Zu lösende Aufgabe -
Aktualisiere den Abschnitt, der mit der ersten Zeile beginnt und mit der Zeile schließt, die „469,162,620,236“ enthält, indem du dort „perception module“ durch „vision module“ ersetzt. Gib nur diese Zeilen wieder und lass alles andere unverändert.

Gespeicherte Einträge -
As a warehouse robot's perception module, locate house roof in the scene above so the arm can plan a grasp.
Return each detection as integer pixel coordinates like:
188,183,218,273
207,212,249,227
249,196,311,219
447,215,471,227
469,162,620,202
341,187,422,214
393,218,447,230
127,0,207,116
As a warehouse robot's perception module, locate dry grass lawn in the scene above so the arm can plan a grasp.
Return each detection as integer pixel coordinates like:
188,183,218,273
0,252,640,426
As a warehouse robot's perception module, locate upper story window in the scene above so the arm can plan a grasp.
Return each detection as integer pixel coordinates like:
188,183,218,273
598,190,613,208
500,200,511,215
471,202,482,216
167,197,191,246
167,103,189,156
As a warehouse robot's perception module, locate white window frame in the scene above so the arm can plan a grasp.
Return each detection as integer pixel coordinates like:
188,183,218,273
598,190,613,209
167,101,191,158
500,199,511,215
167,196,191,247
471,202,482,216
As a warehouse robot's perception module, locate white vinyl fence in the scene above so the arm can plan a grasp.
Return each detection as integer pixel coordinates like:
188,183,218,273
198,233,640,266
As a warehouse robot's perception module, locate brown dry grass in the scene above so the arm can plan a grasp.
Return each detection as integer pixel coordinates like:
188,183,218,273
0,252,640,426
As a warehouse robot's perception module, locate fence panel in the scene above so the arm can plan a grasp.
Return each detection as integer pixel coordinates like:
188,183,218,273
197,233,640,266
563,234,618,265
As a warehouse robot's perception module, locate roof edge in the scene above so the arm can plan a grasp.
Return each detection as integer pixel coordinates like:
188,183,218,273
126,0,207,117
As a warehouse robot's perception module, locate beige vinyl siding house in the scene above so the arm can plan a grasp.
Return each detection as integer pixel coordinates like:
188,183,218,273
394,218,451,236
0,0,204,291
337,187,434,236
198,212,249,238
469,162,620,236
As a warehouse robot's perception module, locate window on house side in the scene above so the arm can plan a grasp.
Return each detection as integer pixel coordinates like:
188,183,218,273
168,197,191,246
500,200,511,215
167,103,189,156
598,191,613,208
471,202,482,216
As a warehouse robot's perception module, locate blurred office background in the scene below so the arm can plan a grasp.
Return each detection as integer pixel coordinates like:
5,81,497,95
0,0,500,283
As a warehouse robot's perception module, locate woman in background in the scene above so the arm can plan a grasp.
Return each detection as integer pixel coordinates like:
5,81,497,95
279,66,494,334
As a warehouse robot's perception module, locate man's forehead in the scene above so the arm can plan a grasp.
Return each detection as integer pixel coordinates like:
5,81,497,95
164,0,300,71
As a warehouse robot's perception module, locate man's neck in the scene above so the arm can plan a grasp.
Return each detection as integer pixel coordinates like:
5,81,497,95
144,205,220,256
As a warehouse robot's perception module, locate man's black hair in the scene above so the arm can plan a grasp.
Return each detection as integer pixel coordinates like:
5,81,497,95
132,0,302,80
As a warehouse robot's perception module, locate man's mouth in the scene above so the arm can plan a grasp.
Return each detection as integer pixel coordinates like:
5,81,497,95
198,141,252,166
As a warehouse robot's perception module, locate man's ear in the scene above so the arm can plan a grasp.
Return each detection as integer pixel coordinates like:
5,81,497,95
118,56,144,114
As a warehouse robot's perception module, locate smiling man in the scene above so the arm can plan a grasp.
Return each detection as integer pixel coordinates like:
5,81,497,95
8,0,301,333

Schriftliche Antwort -
As a warehouse robot's vision module, locate house roof in the scene above so the arm can plan a grasp.
Return each detection as integer pixel coordinates like:
188,183,218,273
207,212,249,227
249,196,311,219
447,215,471,227
469,162,620,202
341,187,422,214
393,218,447,230
127,0,207,116
As a warehouse robot's vision module, locate dry grass lawn in the scene above so the arm can plan a grasp.
Return each detection as integer pixel coordinates like:
188,183,218,273
0,252,640,426
As a warehouse robot's vision module, locate upper story window in the scene above so the arm can plan a grasp.
Return each detection as integer pixel coordinates like:
188,183,218,273
598,190,613,208
500,200,511,215
471,202,482,216
167,197,191,246
167,103,189,156
As a warehouse robot's vision module, locate white window frame in the scene above so the arm can plan a grasp.
Return each detection as integer pixel coordinates like:
188,183,218,273
598,190,613,209
167,101,191,158
500,199,511,215
167,196,191,247
471,202,482,216
As a warehouse robot's vision module, locate white vinyl fence in the scene above so the arm can plan a grasp.
Return each detection as integer pixel coordinates like:
188,183,218,273
198,233,640,266
As a warehouse robot's vision module, locate brown dry grass in the scene above so the arm can plan a grasp.
Return each detection as integer pixel coordinates like:
188,183,218,273
0,252,640,426
As a warehouse robot's vision module, locate fence panel in the scene above so the arm can plan a grasp.
Return each detection as integer pixel coordinates like:
188,183,218,273
197,233,640,266
563,234,618,265
As a warehouse robot's vision module, locate roof edge in the scene above so the arm can plan a grasp.
Return each detection as integer pixel coordinates like:
188,183,218,273
126,0,207,117
As a warehouse robot's vision module, locate beige vinyl siding house in the scene above so the arm can plan a grasp.
Return each detection as integer pixel coordinates like:
188,183,218,273
394,218,451,236
0,0,204,291
337,187,434,236
198,212,249,238
469,162,620,236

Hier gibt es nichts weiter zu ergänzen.